Please reproduce the stretch from the start of the items through the line containing "158 81 L 145", both ends included, with the requests kept as they are and every coordinate in the answers multiplied by 2.25 and rounded to the nearest whole number, halves rounded up. Give only that stretch.

[Labeled region items]
○ ○ ○ ○ ○ ○ ○

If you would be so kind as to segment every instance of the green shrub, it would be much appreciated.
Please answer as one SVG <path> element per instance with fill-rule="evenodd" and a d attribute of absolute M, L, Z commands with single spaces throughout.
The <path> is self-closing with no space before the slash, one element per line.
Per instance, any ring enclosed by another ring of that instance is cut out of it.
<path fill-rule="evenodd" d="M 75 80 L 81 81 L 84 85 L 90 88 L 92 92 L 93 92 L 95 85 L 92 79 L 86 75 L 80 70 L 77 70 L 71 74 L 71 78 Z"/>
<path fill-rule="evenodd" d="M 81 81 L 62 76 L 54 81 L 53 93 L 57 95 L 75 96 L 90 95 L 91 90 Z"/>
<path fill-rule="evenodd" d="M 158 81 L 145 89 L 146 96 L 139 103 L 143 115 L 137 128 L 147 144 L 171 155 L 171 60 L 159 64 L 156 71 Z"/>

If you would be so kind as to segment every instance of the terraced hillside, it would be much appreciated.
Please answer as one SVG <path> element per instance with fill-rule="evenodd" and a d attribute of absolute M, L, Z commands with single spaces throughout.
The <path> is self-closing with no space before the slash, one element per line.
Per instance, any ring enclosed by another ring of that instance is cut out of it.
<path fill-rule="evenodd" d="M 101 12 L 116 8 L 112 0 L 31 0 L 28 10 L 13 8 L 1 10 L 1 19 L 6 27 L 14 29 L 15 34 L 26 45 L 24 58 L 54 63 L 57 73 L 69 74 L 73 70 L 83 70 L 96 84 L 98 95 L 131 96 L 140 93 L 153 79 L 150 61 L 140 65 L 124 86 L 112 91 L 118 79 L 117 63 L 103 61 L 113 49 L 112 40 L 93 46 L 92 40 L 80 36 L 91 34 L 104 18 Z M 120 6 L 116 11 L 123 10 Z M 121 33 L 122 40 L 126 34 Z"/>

○ ○ ○ ○ ○ ○ ○

● **Solution to this problem**
If you would be so kind as to segment every instance of the green shrub, it would be much appreciated.
Please answer as one SVG <path> element per instance with fill-rule="evenodd" and a d attribute of absolute M, L, Z commands with single spaces throughout.
The <path> is self-closing with no space before the slash, one element per line.
Per instance, any ring enclosed by another ring of that instance is cut out of it.
<path fill-rule="evenodd" d="M 169 180 L 182 182 L 189 191 L 203 198 L 207 207 L 209 207 L 214 191 L 207 178 L 194 169 L 180 158 L 173 158 L 160 167 L 160 176 Z"/>
<path fill-rule="evenodd" d="M 182 182 L 140 171 L 122 182 L 119 209 L 128 214 L 169 216 L 203 214 L 205 203 Z"/>
<path fill-rule="evenodd" d="M 356 182 L 326 200 L 329 216 L 313 232 L 322 259 L 308 288 L 331 324 L 385 349 L 385 135 L 358 144 L 351 160 Z"/>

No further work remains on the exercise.